- Stated goal: Extract each line below that contains the word "stone".

- Task input:
[Begin]

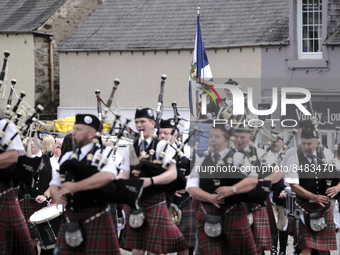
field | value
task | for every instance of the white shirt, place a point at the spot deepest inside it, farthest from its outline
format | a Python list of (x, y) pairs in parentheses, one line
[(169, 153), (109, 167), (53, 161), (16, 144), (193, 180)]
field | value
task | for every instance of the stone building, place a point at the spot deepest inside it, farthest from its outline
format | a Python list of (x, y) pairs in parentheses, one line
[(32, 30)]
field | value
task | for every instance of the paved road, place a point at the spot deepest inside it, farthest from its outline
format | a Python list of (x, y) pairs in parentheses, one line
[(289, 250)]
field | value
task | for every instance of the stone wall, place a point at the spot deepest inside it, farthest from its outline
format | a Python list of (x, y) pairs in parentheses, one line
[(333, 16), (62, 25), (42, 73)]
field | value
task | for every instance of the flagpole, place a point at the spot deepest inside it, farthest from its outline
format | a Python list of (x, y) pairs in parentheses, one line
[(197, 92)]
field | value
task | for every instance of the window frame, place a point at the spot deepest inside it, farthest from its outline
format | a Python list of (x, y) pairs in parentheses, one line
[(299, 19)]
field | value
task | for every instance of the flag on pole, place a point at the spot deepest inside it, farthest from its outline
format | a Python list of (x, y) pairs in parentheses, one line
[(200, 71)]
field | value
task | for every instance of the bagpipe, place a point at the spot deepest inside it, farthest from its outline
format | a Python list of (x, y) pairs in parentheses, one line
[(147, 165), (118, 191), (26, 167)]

[End]
[Begin]

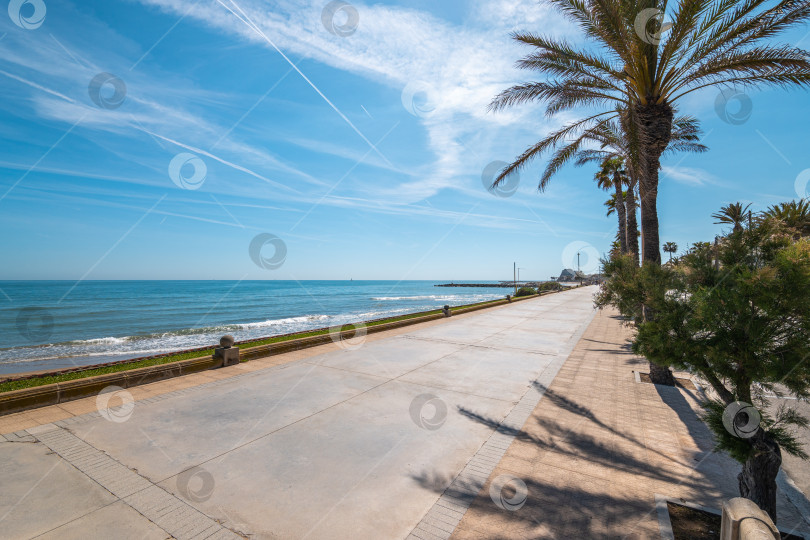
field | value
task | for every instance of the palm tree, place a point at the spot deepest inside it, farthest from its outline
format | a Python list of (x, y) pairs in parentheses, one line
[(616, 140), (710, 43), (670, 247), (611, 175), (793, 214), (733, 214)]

[End]

- Output of the exercise:
task | for every instance of the stone building, place a point at the spot deepest inside it, farthest from its outline
task | for every instance of the stone wall, place a point at the spot deepest inside it, farthest from its outline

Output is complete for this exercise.